_EXERCISE DATA_:
+---+
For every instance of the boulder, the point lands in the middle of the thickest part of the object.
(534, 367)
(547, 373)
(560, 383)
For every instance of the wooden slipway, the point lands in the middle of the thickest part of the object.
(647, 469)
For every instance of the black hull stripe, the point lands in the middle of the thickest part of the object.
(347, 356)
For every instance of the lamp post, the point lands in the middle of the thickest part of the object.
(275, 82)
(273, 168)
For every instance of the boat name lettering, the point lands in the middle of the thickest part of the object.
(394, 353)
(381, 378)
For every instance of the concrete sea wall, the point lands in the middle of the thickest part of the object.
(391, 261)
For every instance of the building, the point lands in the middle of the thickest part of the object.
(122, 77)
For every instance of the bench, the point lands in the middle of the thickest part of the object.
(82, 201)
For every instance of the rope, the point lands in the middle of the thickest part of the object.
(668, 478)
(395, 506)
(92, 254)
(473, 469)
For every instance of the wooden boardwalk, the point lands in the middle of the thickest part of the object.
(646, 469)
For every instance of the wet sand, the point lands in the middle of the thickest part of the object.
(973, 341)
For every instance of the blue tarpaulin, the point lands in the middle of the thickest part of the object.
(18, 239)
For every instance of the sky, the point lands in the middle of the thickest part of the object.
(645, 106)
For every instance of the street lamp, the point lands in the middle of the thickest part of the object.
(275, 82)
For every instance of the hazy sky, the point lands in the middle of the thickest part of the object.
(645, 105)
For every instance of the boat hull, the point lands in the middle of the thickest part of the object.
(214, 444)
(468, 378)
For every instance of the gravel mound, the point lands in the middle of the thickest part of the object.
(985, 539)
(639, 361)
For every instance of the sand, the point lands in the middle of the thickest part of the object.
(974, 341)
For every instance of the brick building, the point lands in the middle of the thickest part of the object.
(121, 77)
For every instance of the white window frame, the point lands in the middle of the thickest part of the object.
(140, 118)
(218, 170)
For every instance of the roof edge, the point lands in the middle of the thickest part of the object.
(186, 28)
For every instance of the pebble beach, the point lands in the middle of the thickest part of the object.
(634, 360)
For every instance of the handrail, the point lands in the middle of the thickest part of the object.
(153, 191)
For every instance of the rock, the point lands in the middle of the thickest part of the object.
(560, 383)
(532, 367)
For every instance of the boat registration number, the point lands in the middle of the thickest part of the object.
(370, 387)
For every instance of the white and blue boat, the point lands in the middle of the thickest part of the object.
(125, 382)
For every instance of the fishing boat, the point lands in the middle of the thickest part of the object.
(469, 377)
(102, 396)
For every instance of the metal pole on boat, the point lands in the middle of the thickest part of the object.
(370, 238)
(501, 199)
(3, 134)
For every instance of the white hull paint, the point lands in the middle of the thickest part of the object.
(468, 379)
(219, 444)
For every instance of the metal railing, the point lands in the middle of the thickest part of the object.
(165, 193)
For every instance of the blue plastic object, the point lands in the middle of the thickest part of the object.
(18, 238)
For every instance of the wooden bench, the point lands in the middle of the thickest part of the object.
+---+
_PROMPT_: Return every entry verbatim.

_ANSWER_:
For every instance of the boulder, the point lands in the middle of the thickest part of the object.
(534, 367)
(547, 373)
(560, 383)
For every instance of the wooden slipway, the point lands in the middle of the thickest part of the object.
(647, 469)
For every instance of the black hull stripe, the point lands in the middle of the thickest part of the object.
(347, 356)
For every instance of the lamp post, the point lands in the middle of the thickest part of the object.
(275, 82)
(273, 168)
For every instance of the boat name lettering, the point lands in the middle of the thickest part of the object.
(394, 353)
(381, 378)
For every instance of the concrete sea wall, the point lands in the middle of the thickest part of the object.
(391, 261)
For every instance of the building, the point lands in the middle of the thickest part of the object.
(122, 77)
For every instance of the bench, the point lands in the middle of the thickest part of the object.
(82, 201)
For every instance of the rope, the point lands in the middle of the thickest part of the object.
(668, 478)
(395, 506)
(92, 254)
(473, 469)
For every instance of the wooden boardwalk, the point lands in the middle of the thickest part of the object.
(646, 469)
For every instance of the wet sand, the point lands in the middle of the thickest part of the object.
(973, 341)
For every instance of the blue tarpaulin, the point lands in the middle of the thickest part of the object.
(18, 239)
For every instance of the sky, the point lands in the middle of the thickest part of the object.
(645, 106)
For every instance of the street lamp, the point lands in the middle of the thickest part of the object.
(275, 82)
For every instance of the hazy sky, the point lands in the middle of the thickest part of the object.
(645, 105)
For every instance of the boat hull, the point lands in the middle of the thickest part of the object.
(214, 444)
(468, 378)
For every instance of the gravel mound, the point lands in the middle of the thickest part of the object.
(985, 539)
(639, 361)
For every instance of the sand, the point lands in the middle of the thickest part of the object.
(974, 341)
For every instance of the brick building, the point lands in the middle of the thickest part of the object.
(121, 77)
For every instance of the white window frame, the point lands in the middle of the thickest part of the object.
(140, 118)
(218, 170)
For every instance of the roof edge, the point lands in the middle of the thickest part of the object.
(186, 28)
For every instance of the pebble beach, the point lands in the middle of the thickest part of the object.
(634, 360)
For every instance of the handrail, the point lands in the middle of the thickest part of the object.
(153, 191)
For every instance of the rock, the point lands in the middle of the thickest part of the object.
(560, 383)
(532, 367)
For every instance of the boat registration number, the point lands in the middle of the thickest part of the object.
(370, 387)
For every instance of the white and blue boat, the point lands in the middle of the thickest part of the object.
(125, 382)
For every instance of the fishing boat, the point lands in the middle of the thickest part of the object.
(469, 377)
(102, 396)
For every instance of the metal pole on boat, the point lands in the middle of the thickest part of the object.
(370, 238)
(501, 199)
(3, 134)
For every instance of the white hull paint, the point lands in the middle of the thickest part of the object.
(468, 379)
(219, 444)
For every instance of the metal railing, the point lands in the middle of the thickest part of the object.
(165, 193)
For every instance of the blue plastic object, the point lands in the middle of the thickest part of the object.
(18, 238)
For every instance of the wooden bench, the point lands in the middle of the thickest part of the object.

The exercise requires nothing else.